§ Excerpt provided
· · ·

Re: CH yet again.

From: Aatu Koskensilta <aatu.koskensilta@xxxxxxxxx>
Date: Mon, 30 Jan 2006 00:10:56 +0200

MoeBlee wrote:

Aatu Koskensilta wrote:

The formulations "c = aleph_1" and "every infinite set of reals is
either countable or has the cardinality of the continuum" are not
equivalent without choice. The first of these obviously implies the
second, but for the other direction you need choice. I don't know
whether this is what Bill had in mind.


Thanks, Aatu. I understand how the first implies the second. But can
you give a synopsis of how the axiom of choice is used to prove that
the second implies the first, or is the proof too complicated to
synopsize in a paragraph?

· · ·

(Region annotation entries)
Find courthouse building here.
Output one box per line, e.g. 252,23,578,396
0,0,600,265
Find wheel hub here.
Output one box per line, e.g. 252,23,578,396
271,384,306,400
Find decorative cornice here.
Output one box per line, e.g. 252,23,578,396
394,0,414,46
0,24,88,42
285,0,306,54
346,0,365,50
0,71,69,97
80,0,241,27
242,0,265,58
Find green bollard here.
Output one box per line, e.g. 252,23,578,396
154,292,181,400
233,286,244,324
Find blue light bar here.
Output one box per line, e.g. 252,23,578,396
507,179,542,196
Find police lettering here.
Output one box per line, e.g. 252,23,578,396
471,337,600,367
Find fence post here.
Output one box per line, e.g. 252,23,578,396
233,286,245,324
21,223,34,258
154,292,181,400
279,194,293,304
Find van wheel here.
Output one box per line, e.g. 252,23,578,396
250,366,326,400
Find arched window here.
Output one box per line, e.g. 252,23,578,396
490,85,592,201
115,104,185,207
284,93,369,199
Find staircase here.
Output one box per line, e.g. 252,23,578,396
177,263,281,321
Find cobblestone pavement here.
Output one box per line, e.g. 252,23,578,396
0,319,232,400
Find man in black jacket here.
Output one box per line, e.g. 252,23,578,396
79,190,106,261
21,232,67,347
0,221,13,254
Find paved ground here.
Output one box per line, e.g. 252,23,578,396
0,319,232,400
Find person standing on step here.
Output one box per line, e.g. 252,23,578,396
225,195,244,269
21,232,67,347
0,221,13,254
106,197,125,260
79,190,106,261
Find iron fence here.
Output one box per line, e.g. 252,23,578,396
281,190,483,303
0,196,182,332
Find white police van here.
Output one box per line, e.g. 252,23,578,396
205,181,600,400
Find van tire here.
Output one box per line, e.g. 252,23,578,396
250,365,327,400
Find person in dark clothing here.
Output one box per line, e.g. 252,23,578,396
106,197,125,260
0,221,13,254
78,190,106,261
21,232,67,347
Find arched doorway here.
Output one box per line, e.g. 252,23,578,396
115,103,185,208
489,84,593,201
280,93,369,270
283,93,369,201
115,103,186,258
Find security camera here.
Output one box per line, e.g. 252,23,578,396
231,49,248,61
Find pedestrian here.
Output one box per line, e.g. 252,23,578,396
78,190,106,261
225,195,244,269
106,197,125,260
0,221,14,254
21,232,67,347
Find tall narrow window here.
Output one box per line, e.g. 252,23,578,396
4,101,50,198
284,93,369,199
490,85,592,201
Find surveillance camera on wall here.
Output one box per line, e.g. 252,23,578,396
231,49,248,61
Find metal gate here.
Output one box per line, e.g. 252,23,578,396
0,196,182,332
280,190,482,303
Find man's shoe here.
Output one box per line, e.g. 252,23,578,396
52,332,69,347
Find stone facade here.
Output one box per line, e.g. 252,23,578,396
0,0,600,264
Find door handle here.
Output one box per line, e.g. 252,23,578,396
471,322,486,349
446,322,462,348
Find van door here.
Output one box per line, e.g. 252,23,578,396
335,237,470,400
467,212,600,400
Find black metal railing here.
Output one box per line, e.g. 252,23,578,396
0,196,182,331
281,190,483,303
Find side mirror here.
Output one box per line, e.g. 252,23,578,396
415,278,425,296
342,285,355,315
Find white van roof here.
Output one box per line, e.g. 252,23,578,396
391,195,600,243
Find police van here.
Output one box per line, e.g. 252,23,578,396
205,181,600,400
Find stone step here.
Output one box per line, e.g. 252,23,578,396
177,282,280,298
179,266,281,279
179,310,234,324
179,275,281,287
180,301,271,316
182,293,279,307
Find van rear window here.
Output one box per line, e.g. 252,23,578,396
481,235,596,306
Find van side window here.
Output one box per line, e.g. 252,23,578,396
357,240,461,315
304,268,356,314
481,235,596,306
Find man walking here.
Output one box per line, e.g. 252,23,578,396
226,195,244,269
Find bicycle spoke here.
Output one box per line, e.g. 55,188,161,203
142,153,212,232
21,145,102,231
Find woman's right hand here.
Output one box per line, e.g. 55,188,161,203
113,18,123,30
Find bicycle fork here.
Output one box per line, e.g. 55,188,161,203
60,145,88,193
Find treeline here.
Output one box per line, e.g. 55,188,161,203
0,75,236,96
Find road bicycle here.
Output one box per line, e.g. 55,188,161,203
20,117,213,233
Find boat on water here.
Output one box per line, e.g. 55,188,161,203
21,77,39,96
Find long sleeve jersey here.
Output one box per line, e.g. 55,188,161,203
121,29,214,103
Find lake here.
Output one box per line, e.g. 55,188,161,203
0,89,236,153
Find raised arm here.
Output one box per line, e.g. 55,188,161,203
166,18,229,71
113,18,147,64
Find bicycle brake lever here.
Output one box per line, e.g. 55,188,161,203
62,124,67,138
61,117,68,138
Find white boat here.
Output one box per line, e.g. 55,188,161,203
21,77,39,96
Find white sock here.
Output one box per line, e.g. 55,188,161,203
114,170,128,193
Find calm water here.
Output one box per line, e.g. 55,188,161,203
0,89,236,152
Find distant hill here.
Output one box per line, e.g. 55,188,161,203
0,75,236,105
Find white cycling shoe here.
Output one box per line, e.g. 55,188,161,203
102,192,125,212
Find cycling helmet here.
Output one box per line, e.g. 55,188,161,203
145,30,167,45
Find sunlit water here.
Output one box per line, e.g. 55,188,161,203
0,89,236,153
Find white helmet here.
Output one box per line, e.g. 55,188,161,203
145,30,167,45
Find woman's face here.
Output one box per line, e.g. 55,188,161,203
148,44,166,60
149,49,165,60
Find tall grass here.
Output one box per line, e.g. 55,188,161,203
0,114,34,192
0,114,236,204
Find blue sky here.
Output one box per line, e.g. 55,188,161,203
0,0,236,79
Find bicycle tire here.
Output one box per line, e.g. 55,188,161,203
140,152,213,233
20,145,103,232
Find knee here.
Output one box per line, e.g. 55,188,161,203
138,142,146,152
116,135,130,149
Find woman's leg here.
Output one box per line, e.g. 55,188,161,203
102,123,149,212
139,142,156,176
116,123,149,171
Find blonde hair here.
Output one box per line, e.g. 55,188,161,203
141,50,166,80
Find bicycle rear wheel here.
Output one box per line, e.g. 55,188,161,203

· · ·

§ Directions for this task
In the forum reply about CH, what is needed to get from "every infinite set of reals is either countable or has the cardinality of the continuum" to "c = aleph_1"?

§ Solved exercise
Choice.